» Exercise details:
Copy the rows from the start through the line containing "x=78, y=360", inclusive, leaving each request line unchanged. Offset every x and y value in the answer points by -94.

» Information supplied:

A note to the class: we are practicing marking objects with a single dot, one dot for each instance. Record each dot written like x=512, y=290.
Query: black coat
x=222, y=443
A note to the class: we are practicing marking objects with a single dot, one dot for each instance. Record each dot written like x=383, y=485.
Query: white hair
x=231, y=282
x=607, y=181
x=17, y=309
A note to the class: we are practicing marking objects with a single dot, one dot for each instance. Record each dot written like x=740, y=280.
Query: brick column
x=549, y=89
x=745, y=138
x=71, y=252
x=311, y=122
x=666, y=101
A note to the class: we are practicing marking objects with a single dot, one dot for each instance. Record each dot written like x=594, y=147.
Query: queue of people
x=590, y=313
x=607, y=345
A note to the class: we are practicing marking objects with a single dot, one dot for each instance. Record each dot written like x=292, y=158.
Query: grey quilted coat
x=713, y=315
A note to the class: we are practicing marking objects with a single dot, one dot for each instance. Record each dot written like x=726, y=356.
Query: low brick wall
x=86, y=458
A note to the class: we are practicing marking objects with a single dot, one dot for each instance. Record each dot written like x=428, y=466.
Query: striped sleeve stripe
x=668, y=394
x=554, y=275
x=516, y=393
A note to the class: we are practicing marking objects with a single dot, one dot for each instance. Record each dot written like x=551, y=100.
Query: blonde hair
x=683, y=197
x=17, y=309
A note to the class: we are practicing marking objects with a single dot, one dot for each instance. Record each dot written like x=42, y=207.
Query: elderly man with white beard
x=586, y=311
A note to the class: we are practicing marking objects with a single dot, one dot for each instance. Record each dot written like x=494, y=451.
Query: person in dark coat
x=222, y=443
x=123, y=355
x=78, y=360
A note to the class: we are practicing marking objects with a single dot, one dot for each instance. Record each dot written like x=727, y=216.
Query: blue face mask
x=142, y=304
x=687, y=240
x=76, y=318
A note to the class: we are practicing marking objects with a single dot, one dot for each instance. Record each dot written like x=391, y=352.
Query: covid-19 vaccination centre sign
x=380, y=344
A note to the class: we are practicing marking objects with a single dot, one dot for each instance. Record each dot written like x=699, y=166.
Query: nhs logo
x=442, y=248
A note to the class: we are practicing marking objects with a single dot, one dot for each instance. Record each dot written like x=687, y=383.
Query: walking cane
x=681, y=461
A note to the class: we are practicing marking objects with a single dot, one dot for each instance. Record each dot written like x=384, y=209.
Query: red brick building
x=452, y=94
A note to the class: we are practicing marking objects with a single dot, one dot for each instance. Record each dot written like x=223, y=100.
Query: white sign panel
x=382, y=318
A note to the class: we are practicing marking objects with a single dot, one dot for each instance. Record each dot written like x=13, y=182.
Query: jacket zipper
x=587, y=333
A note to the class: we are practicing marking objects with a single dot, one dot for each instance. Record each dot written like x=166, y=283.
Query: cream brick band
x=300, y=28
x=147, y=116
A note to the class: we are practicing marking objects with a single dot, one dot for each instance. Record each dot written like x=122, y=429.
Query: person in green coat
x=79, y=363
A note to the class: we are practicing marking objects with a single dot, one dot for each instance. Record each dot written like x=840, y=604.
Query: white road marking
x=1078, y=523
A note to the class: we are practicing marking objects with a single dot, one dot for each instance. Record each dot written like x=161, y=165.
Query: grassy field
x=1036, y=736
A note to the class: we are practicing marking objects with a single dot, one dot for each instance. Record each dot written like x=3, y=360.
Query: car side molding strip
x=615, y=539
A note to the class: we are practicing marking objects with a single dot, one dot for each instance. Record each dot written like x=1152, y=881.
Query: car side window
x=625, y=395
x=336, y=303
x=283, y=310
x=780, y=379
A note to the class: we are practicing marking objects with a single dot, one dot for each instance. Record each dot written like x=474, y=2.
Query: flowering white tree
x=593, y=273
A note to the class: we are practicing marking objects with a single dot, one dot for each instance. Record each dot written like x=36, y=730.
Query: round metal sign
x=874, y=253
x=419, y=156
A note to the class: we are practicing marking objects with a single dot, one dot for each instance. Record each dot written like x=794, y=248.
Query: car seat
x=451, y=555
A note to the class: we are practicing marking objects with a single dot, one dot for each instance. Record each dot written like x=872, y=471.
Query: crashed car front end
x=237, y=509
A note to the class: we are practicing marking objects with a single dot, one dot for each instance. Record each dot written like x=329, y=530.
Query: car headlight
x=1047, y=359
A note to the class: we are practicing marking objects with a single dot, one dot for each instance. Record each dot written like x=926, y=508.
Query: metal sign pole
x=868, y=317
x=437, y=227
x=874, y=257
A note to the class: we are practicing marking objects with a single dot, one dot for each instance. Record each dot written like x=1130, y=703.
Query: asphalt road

» The response:
A note to the class: we are practicing marking objects with a single dot, one dot for each instance. Record each dot written like x=512, y=290.
Query: black coat
x=128, y=349
A note to the class: we are practicing marking objects with a single dot, one dot for each instance. Record each dot written like x=383, y=485.
Query: white hair
x=137, y=188
x=513, y=87
x=-77, y=215
A note to the class: we are practicing marking objects with a single dot, one dot for each instance. Record each dot written like x=740, y=280.
Query: brick column
x=455, y=-5
x=651, y=44
x=-23, y=158
x=217, y=28
x=572, y=7
A note to the class: we are practicing marking objects with a single dot, one dot for each instance. Record each dot written like x=594, y=147.
Query: queue of people
x=496, y=219
x=513, y=251
A note to the class: we are practicing marking objects with a single dot, one dot for each instance. Record each dot written like x=292, y=158.
Query: grey quilted coat
x=619, y=221
A note to the class: we are practicing marking objects with a single dot, one dot for each instance. Record each dot written like x=726, y=356.
Query: low brick wall
x=-8, y=364
A note to the class: we are practicing marking objects with a single dot, one dot for each instance. Record each dot written like x=428, y=466.
Query: striped sleeve stripe
x=574, y=300
x=460, y=181
x=422, y=299
A note to the class: we are practicing marking objects with a single dot, one dot for each instance. Record each dot written like x=551, y=100.
Query: blonde hair
x=589, y=103
x=-77, y=215
A note to the class: we are practicing marking objects with a single dot, one dot for each instance. Record each dot written like x=42, y=207.
Query: elderly man with white beard
x=492, y=217
A note to the class: we are practicing marking objects with a single dot, one dot for each instance. Record each dot written like x=494, y=451.
Query: person in dark coat
x=128, y=349
x=29, y=261
x=-16, y=266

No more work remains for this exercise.